**PAGE**
--*--
Oricon
Oricon is the name most Japanese music fans associate with a single question: what sold the most this week? But behind that simple chart number is a story that stretches back to November 1967, when a former milk products promoter named Sōkō Koike decided the Japanese music industry needed better data.
Koike had worked for Snow Brand Milk Products before turning his attention to music. He founded Original Confidence Inc. that year, and within weeks the company was publishing a singles chart on an experimental basis. Few outside the industry took notice at first. The chart was, like the Tokushin Music Report that had preceded it since 1962, strictly a trade publication, available only to people who worked in music.
What happened next is the real story: how Koike pushed his charts into living rooms across Japan, how the company grew into the closest thing the country has to a Billboard, and how a journalist's pointed questions about statistical transparency once landed Oricon in a legal battle that drew the attention of Reporters Without Borders.
On the 4th of January 1968, the singles chart Koike had been testing went official. Its name was already in place, and the chart had structure. What it lacked was an audience beyond the industry insiders who received it.
For roughly a decade, Original Confidence operated in that insider world, the same lane occupied by Tokushin Music Report since 1962. It was Koike who changed the trajectory. Through the 1970s, he ran an intensive promotional campaign across multiple media channels, including television programs. He was pushing not just his company's product but the very idea that a weekly chart ranking could matter to ordinary listeners.
--*--
Data items:
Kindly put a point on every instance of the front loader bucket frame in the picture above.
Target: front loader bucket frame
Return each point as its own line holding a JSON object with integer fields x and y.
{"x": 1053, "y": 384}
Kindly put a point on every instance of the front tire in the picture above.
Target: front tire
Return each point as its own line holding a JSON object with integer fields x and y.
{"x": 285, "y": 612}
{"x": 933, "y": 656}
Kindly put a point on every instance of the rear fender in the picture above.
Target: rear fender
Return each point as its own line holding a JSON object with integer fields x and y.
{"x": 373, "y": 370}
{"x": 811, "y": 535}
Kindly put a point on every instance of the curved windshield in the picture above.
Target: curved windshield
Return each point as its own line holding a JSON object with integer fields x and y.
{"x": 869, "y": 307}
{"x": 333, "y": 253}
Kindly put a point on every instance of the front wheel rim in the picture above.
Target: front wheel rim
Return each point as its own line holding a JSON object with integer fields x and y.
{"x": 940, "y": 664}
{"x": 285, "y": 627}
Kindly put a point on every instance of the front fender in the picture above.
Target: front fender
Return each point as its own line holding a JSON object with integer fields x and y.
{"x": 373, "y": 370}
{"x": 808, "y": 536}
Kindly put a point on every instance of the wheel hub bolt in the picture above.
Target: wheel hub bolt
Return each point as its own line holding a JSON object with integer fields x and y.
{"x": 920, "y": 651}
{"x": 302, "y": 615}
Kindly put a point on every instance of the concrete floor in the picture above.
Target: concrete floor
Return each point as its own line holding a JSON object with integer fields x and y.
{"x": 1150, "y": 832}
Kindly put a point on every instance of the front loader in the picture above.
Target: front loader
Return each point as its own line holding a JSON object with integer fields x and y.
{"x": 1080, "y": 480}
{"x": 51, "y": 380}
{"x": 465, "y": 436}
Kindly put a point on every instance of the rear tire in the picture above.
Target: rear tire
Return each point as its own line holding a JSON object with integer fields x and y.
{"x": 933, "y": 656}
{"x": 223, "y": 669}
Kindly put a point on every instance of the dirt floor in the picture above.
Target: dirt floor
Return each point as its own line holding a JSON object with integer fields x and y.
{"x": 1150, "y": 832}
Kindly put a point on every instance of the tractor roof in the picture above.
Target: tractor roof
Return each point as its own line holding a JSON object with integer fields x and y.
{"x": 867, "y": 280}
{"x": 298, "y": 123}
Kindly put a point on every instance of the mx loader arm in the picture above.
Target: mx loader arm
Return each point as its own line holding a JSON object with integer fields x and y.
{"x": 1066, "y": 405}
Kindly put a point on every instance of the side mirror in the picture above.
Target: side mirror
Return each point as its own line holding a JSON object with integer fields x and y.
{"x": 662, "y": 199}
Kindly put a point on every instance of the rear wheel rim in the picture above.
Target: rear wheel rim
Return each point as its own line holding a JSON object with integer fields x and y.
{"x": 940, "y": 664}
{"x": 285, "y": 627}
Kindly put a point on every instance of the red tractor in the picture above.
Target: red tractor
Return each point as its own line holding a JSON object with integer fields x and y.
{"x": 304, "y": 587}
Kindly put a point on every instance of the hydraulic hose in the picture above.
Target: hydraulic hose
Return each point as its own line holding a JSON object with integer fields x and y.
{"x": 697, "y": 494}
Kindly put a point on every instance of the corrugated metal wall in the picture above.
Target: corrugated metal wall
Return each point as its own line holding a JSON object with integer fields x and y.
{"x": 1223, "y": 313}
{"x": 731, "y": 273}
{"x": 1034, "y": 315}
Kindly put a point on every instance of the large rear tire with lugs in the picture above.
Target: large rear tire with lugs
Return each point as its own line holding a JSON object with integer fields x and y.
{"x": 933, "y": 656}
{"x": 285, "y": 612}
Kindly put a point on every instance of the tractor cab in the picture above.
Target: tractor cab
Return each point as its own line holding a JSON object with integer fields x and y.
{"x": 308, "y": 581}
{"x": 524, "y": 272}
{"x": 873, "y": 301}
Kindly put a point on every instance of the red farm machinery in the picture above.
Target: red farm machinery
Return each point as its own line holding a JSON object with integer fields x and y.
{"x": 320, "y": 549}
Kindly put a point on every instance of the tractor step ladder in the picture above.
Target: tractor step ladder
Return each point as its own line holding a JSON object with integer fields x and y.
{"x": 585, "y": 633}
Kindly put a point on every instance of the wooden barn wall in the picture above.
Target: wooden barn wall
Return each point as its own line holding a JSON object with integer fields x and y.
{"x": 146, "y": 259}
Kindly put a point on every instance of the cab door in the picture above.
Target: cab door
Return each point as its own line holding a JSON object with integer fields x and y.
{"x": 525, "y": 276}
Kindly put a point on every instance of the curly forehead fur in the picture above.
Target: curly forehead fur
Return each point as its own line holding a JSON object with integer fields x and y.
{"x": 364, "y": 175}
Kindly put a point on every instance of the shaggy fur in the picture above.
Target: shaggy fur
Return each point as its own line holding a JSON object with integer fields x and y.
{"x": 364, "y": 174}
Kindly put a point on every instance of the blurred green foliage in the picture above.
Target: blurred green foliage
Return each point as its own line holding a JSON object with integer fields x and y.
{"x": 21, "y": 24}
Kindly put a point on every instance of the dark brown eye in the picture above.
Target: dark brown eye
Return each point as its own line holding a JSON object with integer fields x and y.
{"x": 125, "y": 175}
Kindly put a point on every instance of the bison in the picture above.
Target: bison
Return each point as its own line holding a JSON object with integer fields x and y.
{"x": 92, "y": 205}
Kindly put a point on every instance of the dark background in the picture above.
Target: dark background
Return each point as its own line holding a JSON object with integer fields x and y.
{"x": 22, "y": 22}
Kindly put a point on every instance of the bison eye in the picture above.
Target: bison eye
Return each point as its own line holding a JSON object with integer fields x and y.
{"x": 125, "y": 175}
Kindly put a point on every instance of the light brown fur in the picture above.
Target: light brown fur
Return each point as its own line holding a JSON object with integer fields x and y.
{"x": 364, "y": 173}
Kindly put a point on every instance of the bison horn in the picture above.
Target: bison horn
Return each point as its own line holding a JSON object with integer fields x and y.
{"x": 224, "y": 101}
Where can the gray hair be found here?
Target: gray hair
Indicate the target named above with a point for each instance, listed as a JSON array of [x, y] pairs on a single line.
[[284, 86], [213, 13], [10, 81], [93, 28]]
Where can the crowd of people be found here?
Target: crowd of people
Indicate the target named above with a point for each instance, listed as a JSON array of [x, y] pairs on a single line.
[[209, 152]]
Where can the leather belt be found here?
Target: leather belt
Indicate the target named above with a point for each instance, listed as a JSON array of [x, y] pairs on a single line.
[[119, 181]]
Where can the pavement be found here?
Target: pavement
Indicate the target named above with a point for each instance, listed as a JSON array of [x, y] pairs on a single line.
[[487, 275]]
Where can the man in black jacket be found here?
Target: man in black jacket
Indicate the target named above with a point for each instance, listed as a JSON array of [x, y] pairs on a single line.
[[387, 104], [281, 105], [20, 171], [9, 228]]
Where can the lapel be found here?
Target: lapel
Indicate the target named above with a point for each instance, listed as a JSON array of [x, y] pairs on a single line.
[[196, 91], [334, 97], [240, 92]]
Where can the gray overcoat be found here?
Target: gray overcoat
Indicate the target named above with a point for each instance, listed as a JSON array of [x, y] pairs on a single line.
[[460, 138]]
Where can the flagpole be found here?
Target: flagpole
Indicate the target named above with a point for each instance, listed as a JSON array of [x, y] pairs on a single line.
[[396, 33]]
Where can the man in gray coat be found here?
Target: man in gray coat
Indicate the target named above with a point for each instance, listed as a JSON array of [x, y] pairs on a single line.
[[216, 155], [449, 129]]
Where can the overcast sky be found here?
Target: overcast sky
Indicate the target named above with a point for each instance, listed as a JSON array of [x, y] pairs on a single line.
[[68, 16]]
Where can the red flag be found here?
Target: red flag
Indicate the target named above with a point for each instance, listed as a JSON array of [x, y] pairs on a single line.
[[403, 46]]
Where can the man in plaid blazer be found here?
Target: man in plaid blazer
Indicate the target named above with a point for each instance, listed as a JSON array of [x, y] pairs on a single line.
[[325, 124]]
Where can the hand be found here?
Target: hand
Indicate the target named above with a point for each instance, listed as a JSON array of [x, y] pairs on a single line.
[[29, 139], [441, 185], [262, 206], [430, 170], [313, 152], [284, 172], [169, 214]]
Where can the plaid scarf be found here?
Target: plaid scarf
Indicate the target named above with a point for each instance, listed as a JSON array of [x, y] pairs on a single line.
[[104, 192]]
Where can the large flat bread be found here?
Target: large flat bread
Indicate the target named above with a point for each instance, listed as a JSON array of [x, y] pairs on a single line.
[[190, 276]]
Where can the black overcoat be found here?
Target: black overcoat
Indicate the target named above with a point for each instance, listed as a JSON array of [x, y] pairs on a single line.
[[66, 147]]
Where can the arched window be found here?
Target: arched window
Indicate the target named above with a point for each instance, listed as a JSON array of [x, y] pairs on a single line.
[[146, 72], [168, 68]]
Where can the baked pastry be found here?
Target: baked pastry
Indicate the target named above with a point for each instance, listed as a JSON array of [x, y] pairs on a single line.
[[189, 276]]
--*--
**OBJECTIVES**
a – Write out the part of the Oricon article between "On the 4th of" and "to ordinary listeners.", inclusive.
b – Repeat exactly the lines of the records, from the line containing "Where can the plaid scarf be found here?" through the last line of the records, inclusive.
The Oricon article and the records are unrelated material.

**CORRECT ANSWERS**
a –
On the 4th of January 1968, the singles chart Koike had been testing went official. Its name was already in place, and the chart had structure. What it lacked was an audience beyond the industry insiders who received it.
For roughly a decade, Original Confidence operated in that insider world, the same lane occupied by Tokushin Music Report since 1962. It was Koike who changed the trajectory. Through the 1970s, he ran an intensive promotional campaign across multiple media channels, including television programs. He was pushing not just his company's product but the very idea that a weekly chart ranking could matter to ordinary listeners.

b –
Where can the plaid scarf be found here?
Target: plaid scarf
Indicate the target named above with a point for each instance, listed as a JSON array of [x, y] pairs on a single line.
[[104, 192]]
Where can the large flat bread be found here?
Target: large flat bread
Indicate the target named above with a point for each instance, listed as a JSON array of [x, y] pairs on a single line.
[[190, 276]]
Where can the black overcoat be found here?
Target: black overcoat
Indicate the target named above with a point for each instance, listed as a JSON array of [x, y] pairs on a single line.
[[66, 147]]
Where can the arched window be found here?
Target: arched window
Indicate the target named above with a point for each instance, listed as a JSON array of [x, y] pairs on a single line.
[[146, 72], [168, 68]]
Where can the baked pastry be found here?
Target: baked pastry
Indicate the target named above with a point for each instance, listed as a JSON array of [x, y] pairs on a single line.
[[189, 276]]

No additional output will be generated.